> _DIRECTIVE_
From the start of the data below through the line containing "[[99, 17], [78, 19]]", rewrite the lines with "horse's" swapped for "mare's" and everything else left as is.

Dataset excerpt:
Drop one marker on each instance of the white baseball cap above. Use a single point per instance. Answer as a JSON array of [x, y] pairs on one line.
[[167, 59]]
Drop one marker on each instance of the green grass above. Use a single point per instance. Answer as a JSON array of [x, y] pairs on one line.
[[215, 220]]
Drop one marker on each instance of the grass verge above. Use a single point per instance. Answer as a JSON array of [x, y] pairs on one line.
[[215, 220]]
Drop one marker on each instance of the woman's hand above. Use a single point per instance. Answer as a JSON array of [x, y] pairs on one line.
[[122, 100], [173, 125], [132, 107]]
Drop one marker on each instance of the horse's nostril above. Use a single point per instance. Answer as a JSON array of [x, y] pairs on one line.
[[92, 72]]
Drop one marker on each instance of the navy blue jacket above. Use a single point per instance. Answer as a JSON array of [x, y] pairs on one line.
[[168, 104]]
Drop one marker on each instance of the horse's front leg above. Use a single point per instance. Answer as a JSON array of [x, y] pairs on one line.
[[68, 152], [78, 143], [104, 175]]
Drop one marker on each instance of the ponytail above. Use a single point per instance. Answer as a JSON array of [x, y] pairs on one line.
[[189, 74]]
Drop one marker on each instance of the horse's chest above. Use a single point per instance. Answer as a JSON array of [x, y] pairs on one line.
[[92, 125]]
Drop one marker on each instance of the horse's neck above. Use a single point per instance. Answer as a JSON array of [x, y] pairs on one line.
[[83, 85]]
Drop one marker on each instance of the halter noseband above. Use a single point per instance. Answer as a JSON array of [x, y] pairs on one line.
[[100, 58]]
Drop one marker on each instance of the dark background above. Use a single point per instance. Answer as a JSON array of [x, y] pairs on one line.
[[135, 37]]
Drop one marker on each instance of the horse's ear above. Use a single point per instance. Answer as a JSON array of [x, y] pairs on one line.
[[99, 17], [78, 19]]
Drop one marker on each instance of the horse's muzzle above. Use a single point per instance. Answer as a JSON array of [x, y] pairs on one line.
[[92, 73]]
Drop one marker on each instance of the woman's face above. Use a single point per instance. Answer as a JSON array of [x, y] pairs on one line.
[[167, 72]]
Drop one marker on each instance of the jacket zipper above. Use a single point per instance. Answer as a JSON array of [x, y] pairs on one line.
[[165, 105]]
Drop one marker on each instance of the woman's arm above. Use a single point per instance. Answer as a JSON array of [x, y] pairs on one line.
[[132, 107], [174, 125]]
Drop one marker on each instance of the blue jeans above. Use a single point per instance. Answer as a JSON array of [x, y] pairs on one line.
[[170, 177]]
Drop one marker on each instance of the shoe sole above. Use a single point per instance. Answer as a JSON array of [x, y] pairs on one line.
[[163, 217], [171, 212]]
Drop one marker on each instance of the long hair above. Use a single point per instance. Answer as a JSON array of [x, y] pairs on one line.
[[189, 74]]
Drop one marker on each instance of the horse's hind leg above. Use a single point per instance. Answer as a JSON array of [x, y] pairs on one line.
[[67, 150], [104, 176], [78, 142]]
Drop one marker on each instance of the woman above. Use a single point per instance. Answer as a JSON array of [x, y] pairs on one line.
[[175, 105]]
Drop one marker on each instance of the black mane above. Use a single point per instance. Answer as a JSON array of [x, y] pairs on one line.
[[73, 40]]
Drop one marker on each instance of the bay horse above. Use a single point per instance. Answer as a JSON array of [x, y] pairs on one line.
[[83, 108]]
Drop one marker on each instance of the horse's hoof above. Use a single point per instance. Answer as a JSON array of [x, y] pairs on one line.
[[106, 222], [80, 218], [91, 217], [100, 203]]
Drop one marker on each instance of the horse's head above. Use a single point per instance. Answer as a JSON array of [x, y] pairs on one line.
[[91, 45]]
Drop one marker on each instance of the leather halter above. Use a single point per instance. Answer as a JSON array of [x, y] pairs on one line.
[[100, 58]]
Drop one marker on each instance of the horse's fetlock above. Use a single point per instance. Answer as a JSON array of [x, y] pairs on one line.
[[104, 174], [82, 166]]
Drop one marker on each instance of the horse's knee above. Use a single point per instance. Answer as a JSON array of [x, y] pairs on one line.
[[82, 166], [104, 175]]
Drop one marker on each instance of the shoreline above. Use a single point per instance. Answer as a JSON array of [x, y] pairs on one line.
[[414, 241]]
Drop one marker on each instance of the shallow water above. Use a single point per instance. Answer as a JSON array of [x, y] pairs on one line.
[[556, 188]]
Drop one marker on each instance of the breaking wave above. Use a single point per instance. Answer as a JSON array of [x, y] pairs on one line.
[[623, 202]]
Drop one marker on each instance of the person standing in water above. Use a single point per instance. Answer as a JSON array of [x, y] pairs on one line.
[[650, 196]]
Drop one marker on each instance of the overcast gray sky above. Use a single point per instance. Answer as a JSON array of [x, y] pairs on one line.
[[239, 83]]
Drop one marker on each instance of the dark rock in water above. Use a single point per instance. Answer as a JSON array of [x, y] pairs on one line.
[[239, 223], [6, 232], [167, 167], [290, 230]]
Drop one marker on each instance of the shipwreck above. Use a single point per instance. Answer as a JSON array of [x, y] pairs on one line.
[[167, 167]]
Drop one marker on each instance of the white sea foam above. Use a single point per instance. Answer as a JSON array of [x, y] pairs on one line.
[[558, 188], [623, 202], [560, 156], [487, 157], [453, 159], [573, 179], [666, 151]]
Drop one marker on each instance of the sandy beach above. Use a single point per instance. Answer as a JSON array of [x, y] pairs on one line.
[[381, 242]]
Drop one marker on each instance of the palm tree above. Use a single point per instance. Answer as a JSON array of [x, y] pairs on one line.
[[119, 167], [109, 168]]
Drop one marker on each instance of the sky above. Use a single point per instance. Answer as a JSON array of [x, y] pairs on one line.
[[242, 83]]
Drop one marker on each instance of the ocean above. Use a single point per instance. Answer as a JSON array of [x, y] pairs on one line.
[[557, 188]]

> _RESULT OF THE TASK_
Drop one marker on each instance of the white baseball cap above. Use a single point per instance. Answer as a JSON array of [x, y] pairs on one line.
[[167, 59]]
Drop one marker on each instance of the green grass above. Use a single point per instance. Answer as a JSON array of [x, y] pairs on one line.
[[215, 220]]
Drop one marker on each instance of the grass verge above. Use a single point per instance. Answer as a JSON array of [x, y] pairs on one line.
[[215, 220]]
Drop one marker on each instance of the woman's hand above. Use a single point per instance. Answer as a JSON array of [x, y] pairs on one line.
[[122, 100], [173, 125], [132, 107]]
Drop one marker on each instance of the mare's nostril above. Use a single point per instance. Answer as a JSON array of [x, y] pairs on one line.
[[92, 72]]
Drop one marker on each instance of the navy blue jacket above. Use a single point per instance. Answer as a JSON array of [x, y] pairs on one line.
[[168, 104]]
Drop one marker on each instance of the mare's front leg above. Use a single point per instance. Answer as a JSON array of [x, y] pairs on one line.
[[68, 152], [78, 143], [104, 175]]
Drop one marker on each instance of the ponytail above. Use a single point per instance. Answer as a JSON array of [x, y] pairs on one line.
[[189, 74]]
Drop one marker on each instance of the mare's chest above. Use a single point per instance. Answer as a JSON array of [x, y] pairs on one line.
[[92, 125]]
Drop one marker on each instance of the mare's neck above. Use a single point per instance. Answer as a JSON array of [x, y] pairs on one line.
[[83, 85]]
Drop one marker on each instance of the halter noseband above. Use a single point per instance. Answer as a JSON array of [x, y] pairs on one line.
[[100, 58]]
Drop one marker on each instance of the dark background above. Use a single point per instance. Answer as a JSON array of [x, y] pairs on one line.
[[135, 37]]
Drop one marker on each instance of the mare's ear above. Use a single point per instance. Answer as a JSON array of [x, y] pairs on one line.
[[99, 17], [78, 19]]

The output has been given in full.